Stored data entries:
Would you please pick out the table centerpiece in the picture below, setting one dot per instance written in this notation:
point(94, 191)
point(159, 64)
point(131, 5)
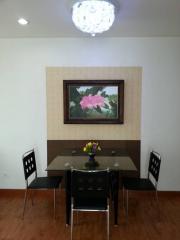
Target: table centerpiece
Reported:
point(91, 148)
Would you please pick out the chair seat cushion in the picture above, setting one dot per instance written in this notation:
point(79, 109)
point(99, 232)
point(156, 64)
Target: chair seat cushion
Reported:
point(45, 182)
point(140, 184)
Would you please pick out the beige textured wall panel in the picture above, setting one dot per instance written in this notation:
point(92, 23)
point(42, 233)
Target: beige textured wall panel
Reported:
point(130, 130)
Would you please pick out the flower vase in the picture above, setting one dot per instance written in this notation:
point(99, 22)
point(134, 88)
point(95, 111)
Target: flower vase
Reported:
point(91, 161)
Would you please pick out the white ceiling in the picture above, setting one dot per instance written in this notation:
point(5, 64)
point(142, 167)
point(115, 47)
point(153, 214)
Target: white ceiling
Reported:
point(52, 18)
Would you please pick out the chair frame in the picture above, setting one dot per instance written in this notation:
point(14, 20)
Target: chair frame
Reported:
point(73, 209)
point(31, 171)
point(152, 168)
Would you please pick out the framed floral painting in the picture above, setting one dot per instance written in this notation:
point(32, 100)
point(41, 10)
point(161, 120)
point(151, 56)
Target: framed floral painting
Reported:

> **Exercise aim**
What is needed is an exact copy of the lines from the start of the records through the line containing "Target: flower vase", with no pictures.

> **Task response**
Would you please pick out the table centerpiece in the picture below, setting one dot per instance written in this notation:
point(94, 191)
point(159, 64)
point(131, 5)
Target: table centerpiece
Reported:
point(91, 148)
Would you please pick out the chair seat cushion in the picture above, setting one dot per instance written in this notation:
point(79, 109)
point(99, 232)
point(156, 64)
Target: chair seat cushion
Reported:
point(45, 182)
point(140, 184)
Would you please pick out the beige textured wall panel in the picture above, setting one dot per instance written in this notation:
point(92, 23)
point(42, 233)
Target: beige textured wall panel
Reported:
point(130, 130)
Would you please pick out the flower vase in the picture above, setting one dot per instance written in this notation:
point(99, 22)
point(134, 88)
point(95, 111)
Target: flower vase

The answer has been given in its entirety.